- _DOCUMENT TEXT_
= = = = =

Thursday, July 8, 2010

Treasure Chest Thursday

McClungs Mill
Zenith, WV

This photo was taken quite a few years ago of the old mill at Zenith, in Monroe County, West Virginia. Today as you drive by, I'm not even sure that it's all standing! I went by there on Monday, and all you can see is a tangle of overgrown trees, and undergrowth. The mill itself, invisible behind the forest that's grown up around it.

McClung's Mill, according to the "Wild Wonderful West Virginia" website, was moved to its present location in the early part of the 1900's from Craig County, Virginia. I remember speaking with some of the old timers who had been going there all of their lives, back in the 1970's. They couldn't remember a time when it hadn't been there, and many of them were born in 1880's, so it must have been moved before 1910.

As a teenager, in the 1970's, we often purchased ground cornmeal there for our homemade cornbread. You could get it ground superfine, fine, and coarse. We always got it ground coarse, as there would be pieces and bits of the hard corn kernels in the meal, which added to the flavor and texture of cornbread.

As you entered the mill, the huge stone burr wheels were the first thing you noticed. There was no mistaking they were powerful!

Outside the waterwheel would at times seem to be barely turning, but for every single revolution it made, the interior burr wheels made 3-4 rotations.

I remember at least a couple of times buying buckwheat flour [whereas other flours are from a grain, buckwheat is actually derived from a plant]. This dark flour makes the absolute BEST pancakes in the world! Top those delicious griddle cakes with a little butter and moleasses, and you are in seventh heaven my friend!!!

Sadly, there aren't any mills locally that are operating that can sell me either the coarsely ground cornmeal, or the buckwheat. Occasionally I find the bags of it in a specialty market. But it's just not the same.

= = = = =

Items from a data source
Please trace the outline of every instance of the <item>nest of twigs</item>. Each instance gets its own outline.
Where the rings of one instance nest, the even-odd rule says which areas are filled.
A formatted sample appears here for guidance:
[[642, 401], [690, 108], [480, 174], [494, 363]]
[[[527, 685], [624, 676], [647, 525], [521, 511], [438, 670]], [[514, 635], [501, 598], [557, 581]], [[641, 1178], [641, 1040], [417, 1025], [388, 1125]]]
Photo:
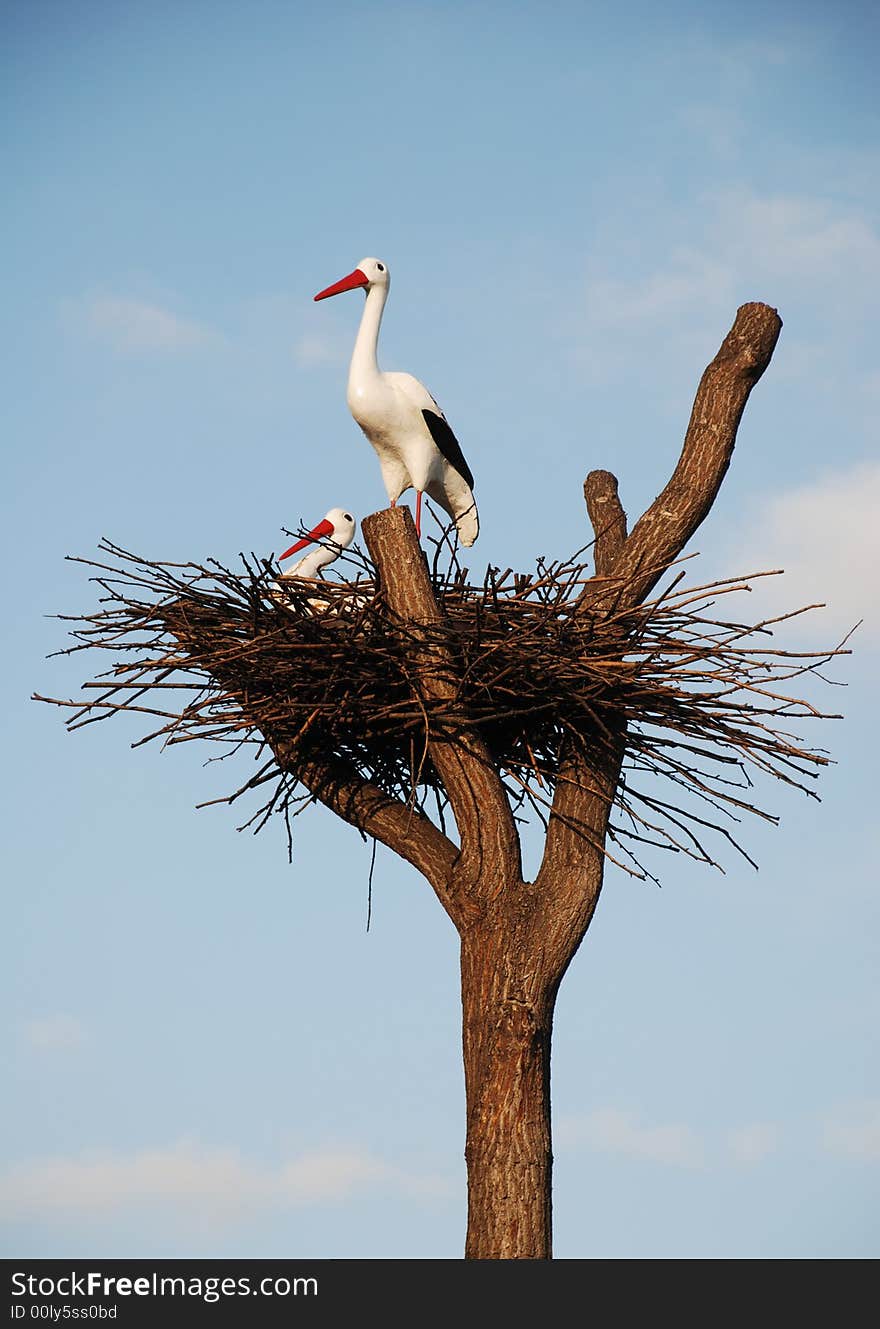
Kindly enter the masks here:
[[[643, 841], [714, 863], [706, 828], [744, 853], [731, 821], [744, 811], [775, 820], [751, 800], [755, 771], [814, 792], [807, 781], [828, 756], [790, 724], [829, 716], [787, 684], [819, 674], [841, 646], [787, 651], [772, 637], [780, 619], [719, 618], [719, 598], [748, 579], [691, 587], [678, 567], [645, 605], [617, 611], [619, 586], [609, 582], [592, 611], [574, 613], [589, 578], [582, 552], [538, 561], [530, 574], [489, 569], [475, 582], [455, 554], [440, 566], [441, 548], [432, 585], [443, 621], [425, 627], [395, 619], [356, 550], [334, 565], [334, 581], [279, 591], [278, 569], [254, 557], [231, 571], [152, 562], [104, 542], [104, 561], [80, 560], [104, 598], [73, 621], [69, 650], [109, 651], [113, 663], [84, 684], [88, 699], [40, 700], [69, 707], [72, 728], [120, 711], [158, 718], [141, 743], [251, 744], [255, 773], [213, 801], [269, 785], [245, 823], [255, 829], [279, 812], [290, 832], [291, 815], [314, 800], [298, 772], [328, 755], [443, 820], [428, 740], [455, 743], [475, 727], [514, 811], [545, 819], [566, 742], [589, 763], [625, 726], [610, 837], [639, 874]], [[455, 682], [452, 696], [431, 704], [413, 684], [425, 642], [443, 649]]]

= = = = =

- _EXERCISE DETAILS_
Could you copy the McClung's Mill post above in full, word for word?

- _YOUR RESPONSE_
Thursday, July 8, 2010

Treasure Chest Thursday

McClungs Mill
Zenith, WV

This photo was taken quite a few years ago of the old mill at Zenith, in Monroe County, West Virginia. Today as you drive by, I'm not even sure that it's all standing! I went by there on Monday, and all you can see is a tangle of overgrown trees, and undergrowth. The mill itself, invisible behind the forest that's grown up around it.

McClung's Mill, according to the "Wild Wonderful West Virginia" website, was moved to its present location in the early part of the 1900's from Craig County, Virginia. I remember speaking with some of the old timers who had been going there all of their lives, back in the 1970's. They couldn't remember a time when it hadn't been there, and many of them were born in 1880's, so it must have been moved before 1910.

As a teenager, in the 1970's, we often purchased ground cornmeal there for our homemade cornbread. You could get it ground superfine, fine, and coarse. We always got it ground coarse, as there would be pieces and bits of the hard corn kernels in the meal, which added to the flavor and texture of cornbread.

As you entered the mill, the huge stone burr wheels were the first thing you noticed. There was no mistaking they were powerful!

Outside the waterwheel would at times seem to be barely turning, but for every single revolution it made, the interior burr wheels made 3-4 rotations.

I remember at least a couple of times buying buckwheat flour [whereas other flours are from a grain, buckwheat is actually derived from a plant]. This dark flour makes the absolute BEST pancakes in the world! Top those delicious griddle cakes with a little butter and moleasses, and you are in seventh heaven my friend!!!

Sadly, there aren't any mills locally that are operating that can sell me either the coarsely ground cornmeal, or the buckwheat. Occasionally I find the bags of it in a specialty market. But it's just not the same.